* [Problem to work on]: Convert the lines from the one containing "row of apple" to the one containing "point(1057, 151)" into a numbered list, both included and blank lines omitted.

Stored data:
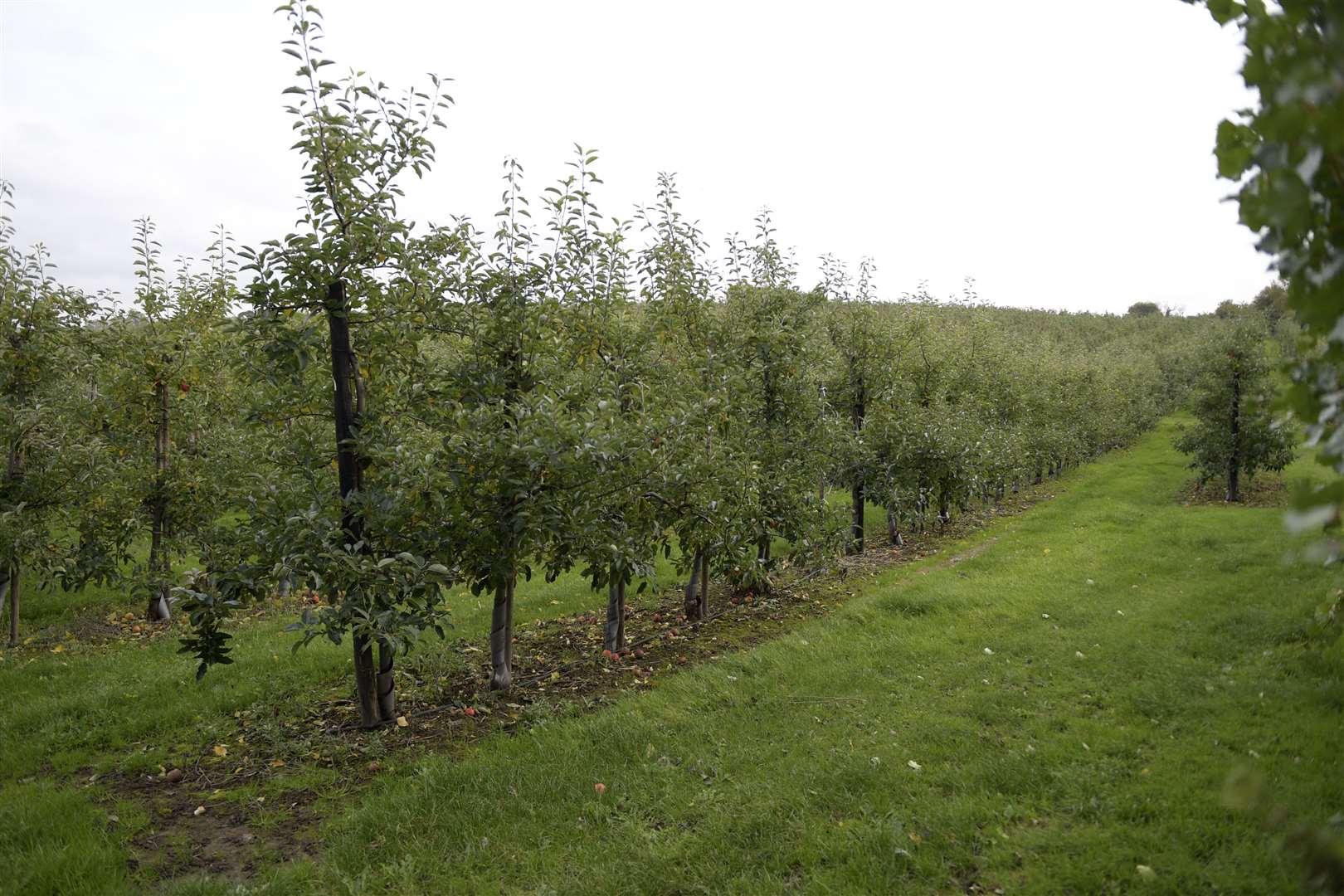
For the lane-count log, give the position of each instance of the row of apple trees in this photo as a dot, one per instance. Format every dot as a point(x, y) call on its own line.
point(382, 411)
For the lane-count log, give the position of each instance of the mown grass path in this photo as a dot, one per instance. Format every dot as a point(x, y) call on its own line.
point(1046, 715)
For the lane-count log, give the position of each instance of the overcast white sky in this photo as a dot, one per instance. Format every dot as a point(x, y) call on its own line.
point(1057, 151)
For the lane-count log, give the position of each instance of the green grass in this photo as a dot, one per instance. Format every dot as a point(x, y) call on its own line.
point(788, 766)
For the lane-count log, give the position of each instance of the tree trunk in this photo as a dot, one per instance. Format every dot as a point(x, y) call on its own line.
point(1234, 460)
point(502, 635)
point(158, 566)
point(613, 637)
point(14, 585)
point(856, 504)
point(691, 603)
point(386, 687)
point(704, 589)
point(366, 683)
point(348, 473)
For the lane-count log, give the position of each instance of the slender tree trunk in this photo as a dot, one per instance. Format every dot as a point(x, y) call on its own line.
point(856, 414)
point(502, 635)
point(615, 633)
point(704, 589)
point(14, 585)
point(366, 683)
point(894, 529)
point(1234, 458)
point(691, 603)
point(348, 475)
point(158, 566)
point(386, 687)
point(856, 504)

---

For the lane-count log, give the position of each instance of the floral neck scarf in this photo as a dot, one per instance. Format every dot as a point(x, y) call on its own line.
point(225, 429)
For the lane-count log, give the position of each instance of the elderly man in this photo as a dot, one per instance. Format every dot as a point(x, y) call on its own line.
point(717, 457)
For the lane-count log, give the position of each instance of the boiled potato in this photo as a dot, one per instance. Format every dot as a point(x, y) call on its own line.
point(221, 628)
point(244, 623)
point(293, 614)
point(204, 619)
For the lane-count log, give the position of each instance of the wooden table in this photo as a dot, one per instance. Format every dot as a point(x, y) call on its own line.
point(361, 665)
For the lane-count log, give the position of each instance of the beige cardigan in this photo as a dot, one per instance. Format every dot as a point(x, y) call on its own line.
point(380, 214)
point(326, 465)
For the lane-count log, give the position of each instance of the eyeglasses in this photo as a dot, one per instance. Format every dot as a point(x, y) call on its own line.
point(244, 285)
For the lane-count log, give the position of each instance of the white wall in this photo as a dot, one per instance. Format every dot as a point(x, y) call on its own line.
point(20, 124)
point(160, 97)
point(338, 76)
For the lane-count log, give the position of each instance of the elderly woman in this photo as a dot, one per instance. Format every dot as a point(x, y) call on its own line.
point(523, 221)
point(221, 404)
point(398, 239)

* [Answer in full]:
1. For the lane-count log, give the position of each instance of the row of apple trees in this photo as a dot, one per instance. Format every dot as a point(x, y) call on its own line.
2. point(382, 411)
3. For the lane-count log, give the position of each instance of the mown grass path in this photo as a dot, one per instance. Format every dot as a point(x, y) call on its own line.
4. point(1046, 715)
5. For the lane-count log, give the position of each instance of the overcast white sky in this photo as a dot, one per instance. Format every dot as a point(x, y) call on its own line.
6. point(1057, 151)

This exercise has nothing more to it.